# [WRITTEN INSTRUCTION]
Could you rewrite the data starting at the line that contains "[trace] **bridge railing**" and ending at the line that contains "M 94 36 L 88", keeping the requests and their sample paths as they are but scaling every coordinate in the traced outlines by 0.95 and rounding each to a whole number, with halves rounded up?

# [DATA PROVIDED]
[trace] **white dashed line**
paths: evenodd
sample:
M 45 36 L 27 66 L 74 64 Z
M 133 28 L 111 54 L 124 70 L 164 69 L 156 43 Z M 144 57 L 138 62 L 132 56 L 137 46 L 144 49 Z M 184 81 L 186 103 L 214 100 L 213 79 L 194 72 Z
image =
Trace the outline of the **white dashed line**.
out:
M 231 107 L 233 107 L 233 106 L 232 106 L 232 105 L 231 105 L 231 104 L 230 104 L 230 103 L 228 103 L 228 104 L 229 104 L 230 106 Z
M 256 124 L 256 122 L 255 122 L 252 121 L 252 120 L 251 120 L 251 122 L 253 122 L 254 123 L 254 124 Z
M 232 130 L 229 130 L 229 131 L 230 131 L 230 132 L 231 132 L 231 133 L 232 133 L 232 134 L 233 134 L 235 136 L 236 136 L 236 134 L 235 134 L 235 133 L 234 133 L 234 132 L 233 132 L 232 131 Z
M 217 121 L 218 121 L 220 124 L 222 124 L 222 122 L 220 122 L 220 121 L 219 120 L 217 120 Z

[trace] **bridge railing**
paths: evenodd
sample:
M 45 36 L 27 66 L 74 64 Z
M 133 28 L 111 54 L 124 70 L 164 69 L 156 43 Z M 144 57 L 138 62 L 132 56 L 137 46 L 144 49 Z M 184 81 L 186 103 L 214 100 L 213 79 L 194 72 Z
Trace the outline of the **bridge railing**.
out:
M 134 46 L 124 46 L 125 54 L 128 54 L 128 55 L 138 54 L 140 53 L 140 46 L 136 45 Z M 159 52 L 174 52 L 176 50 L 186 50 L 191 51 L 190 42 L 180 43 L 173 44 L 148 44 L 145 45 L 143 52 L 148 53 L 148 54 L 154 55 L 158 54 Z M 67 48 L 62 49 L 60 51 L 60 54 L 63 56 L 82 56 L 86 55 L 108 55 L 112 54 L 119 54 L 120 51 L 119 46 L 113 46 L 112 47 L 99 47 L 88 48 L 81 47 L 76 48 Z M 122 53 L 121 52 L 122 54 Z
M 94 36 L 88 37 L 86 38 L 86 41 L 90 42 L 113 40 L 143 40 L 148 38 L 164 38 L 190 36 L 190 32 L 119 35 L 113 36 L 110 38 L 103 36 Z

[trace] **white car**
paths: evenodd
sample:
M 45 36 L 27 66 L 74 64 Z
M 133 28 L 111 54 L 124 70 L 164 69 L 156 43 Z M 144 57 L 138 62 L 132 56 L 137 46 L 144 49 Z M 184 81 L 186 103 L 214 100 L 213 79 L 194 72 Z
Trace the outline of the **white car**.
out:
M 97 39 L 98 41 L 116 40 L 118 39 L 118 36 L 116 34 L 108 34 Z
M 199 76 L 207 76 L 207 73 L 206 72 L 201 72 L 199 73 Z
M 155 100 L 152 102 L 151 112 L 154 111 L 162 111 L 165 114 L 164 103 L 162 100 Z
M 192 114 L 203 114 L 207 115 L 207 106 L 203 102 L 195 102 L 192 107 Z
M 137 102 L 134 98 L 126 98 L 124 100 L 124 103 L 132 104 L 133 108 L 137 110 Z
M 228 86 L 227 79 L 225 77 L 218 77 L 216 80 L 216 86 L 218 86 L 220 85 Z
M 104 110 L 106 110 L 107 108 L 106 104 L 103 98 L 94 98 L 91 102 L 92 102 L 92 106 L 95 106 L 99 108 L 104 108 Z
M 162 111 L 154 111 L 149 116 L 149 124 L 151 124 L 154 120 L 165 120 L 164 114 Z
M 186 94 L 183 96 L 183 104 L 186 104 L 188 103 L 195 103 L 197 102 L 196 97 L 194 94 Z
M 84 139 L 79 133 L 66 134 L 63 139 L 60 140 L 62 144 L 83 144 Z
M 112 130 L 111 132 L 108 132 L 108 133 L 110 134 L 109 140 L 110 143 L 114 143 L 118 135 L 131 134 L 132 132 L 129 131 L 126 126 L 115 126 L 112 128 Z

# [ANSWER TO THIS TASK]
[trace] **bridge railing**
paths: evenodd
sample:
M 45 36 L 27 66 L 74 64 Z
M 133 28 L 111 54 L 124 70 L 164 69 L 156 43 Z M 144 57 L 138 62 L 132 56 L 137 46 L 144 49 Z M 184 81 L 186 103 L 214 100 L 213 79 L 194 72 Z
Trace the outline of the **bridge railing**.
out:
M 127 44 L 118 44 L 119 51 L 122 51 L 122 52 L 131 51 L 133 50 L 133 44 L 129 43 Z M 151 49 L 165 49 L 167 48 L 177 48 L 181 48 L 181 40 L 171 41 L 164 42 L 141 42 L 138 43 L 136 49 L 141 50 L 141 51 L 146 52 L 150 51 Z M 64 46 L 59 47 L 57 48 L 57 51 L 60 53 L 78 53 L 82 52 L 103 52 L 106 51 L 113 51 L 114 48 L 113 44 L 107 44 L 106 45 L 94 45 L 84 46 L 77 45 L 72 46 Z M 116 50 L 115 49 L 116 51 Z
M 89 34 L 84 35 L 82 36 L 82 39 L 86 40 L 107 38 L 136 38 L 141 36 L 156 36 L 181 34 L 181 30 L 113 33 L 107 34 L 105 36 L 98 34 Z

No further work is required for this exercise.